● **PASSAGE PROVIDED**:
Dialogue on the Humanity of Christ

Reed. Pastor, as we have been going through Matthew’s Gospel, I cannot help but wonder about these two places where Jesus says that He does not know (24:36) and denies His own will in submission to the will of God (26:39). Is it not true that Jesus is God? 

Pastor. Indeed it is true. What is it about these two statements that seems to trouble you concerning His divinity? I think I know, but I would rather hear it from you.

R. Well, if He is fully God, you would think that the divine mind and will would be His own, such that there could never be a time or place in which He does not know all or in which His will could be submitted to another. Isn’t that the case?

P. You are certainly right that the divine mind and will can never become anything but what God is. However, you have neglected that Jesus is also truly man. That means that He has a truly human mind and truly human will. 

R. Are you saying that Jesus’ human mind can think what is false or that His human will can will what is not God’s will?  

P. Not at all; but you may also be assuming that to not know is to “know” what is not. Ignorance is not error. It is simply an absence of some knowledge. The statement in Matthew 24:36 says nothing more than that. All that the human Christ thinks and says is true, without exception. But it does not follow that He thinks or says all that can be known or communicated by God. 

R. And what about His will? Even as a human being, if He were sinless, wouldn’t He already be willing all that the Father wills? 

P. Yes, certainly. But there are two more mistakes to avoid here.

First, there are several different senses of “the will of God.” I won’t torture you with the different Hebrew and Greek words that are used for these, but in the simplest terms, these are divided between things like desire (as in His preferences), moral obligation (as expressed in His commandments), and causation (as in His decree).

Second, will and knowledge actually converge in an important way here. God’s will is learned by human beings. The human experience of Jesus is actually no exception to this. While Jesus always obeyed God’s will, it does not follow that He did not also learn it, as the Scriptures say, “Jesus increased in wisdom and in stature and in favor with God” (Lk. 2:52), and “he learned obedience through what he suffered” (Heb. 5:8).

R. But you have also said to avoid the idea that when Paul speaks of the Son “emptying” Himself in Philippians 2, that this means that His divinity “went away”? So wouldn’t Jesus still have the thoughts that God has, or think like God thinks?

(Coordinate annotation records)
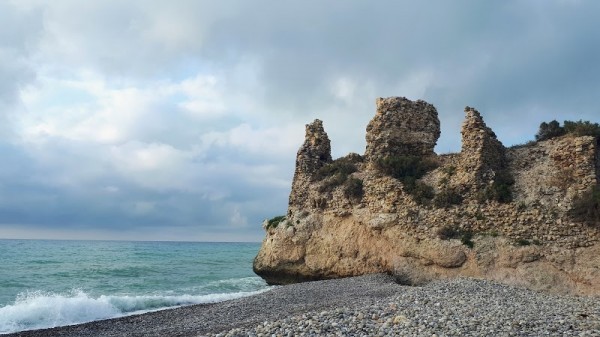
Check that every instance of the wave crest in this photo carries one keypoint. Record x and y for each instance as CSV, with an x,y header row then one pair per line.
x,y
39,310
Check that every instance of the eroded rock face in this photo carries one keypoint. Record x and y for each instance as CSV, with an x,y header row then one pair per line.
x,y
530,240
402,127
312,155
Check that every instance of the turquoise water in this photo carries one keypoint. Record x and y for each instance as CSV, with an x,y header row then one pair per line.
x,y
54,283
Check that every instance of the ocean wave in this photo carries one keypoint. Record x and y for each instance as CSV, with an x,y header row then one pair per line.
x,y
38,310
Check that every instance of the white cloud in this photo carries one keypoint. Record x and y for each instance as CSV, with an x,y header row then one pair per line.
x,y
194,108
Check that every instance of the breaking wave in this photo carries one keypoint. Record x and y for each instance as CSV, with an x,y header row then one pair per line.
x,y
39,310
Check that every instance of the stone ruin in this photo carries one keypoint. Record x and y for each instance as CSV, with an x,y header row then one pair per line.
x,y
402,127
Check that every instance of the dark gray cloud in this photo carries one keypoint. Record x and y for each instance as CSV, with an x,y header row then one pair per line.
x,y
164,119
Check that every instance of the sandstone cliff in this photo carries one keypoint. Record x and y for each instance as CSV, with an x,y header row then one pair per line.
x,y
488,211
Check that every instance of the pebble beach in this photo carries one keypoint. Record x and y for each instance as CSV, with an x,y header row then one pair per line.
x,y
371,305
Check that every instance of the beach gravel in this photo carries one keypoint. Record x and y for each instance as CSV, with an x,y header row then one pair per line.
x,y
371,305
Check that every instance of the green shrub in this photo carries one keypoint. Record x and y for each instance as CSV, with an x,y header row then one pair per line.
x,y
582,128
420,192
549,130
353,189
449,170
467,239
500,190
336,173
586,207
448,232
338,167
401,167
408,169
274,222
578,128
446,198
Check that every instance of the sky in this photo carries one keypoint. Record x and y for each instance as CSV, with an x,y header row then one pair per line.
x,y
180,120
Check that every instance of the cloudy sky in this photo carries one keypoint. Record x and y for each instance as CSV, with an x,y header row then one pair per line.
x,y
180,120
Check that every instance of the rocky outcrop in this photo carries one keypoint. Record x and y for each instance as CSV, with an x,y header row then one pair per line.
x,y
312,155
497,213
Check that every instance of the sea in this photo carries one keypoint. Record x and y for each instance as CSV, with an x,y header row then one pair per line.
x,y
47,283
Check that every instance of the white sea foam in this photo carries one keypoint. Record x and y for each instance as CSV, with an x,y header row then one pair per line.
x,y
38,310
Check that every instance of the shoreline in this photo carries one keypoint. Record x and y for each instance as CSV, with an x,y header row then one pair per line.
x,y
363,305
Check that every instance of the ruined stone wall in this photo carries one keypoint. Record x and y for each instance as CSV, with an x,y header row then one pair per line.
x,y
529,240
482,155
402,127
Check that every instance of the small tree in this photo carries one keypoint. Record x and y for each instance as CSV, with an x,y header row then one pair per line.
x,y
549,130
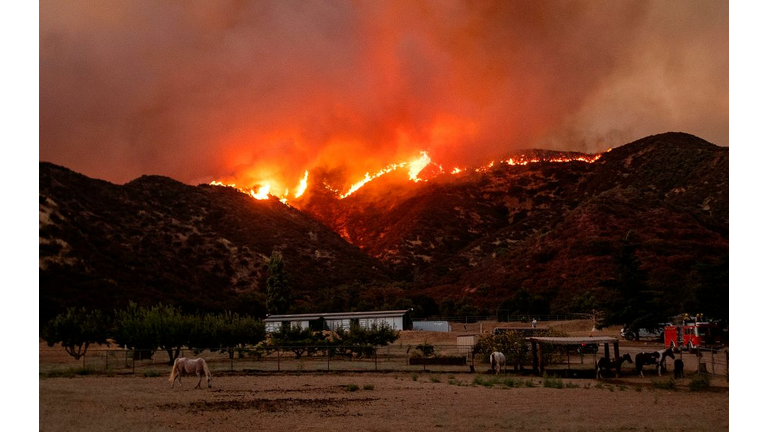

● **WHAT NEEDS TO BE DONE**:
Answer these questions using the dialogue on the humanity of Christ:
(a) Which verse in Matthew does Reed cite for Jesus saying that He does not know?
(b) According to the Pastor, what three things are the senses of "the will of God" divided between?
(c) What words does the Pastor quote from Hebrews 5:8?

● **FINISHED ANSWER**:
(a) Matthew 24:36.
(b) Desire, moral obligation, and causation.
(c) "he learned obedience through what he suffered"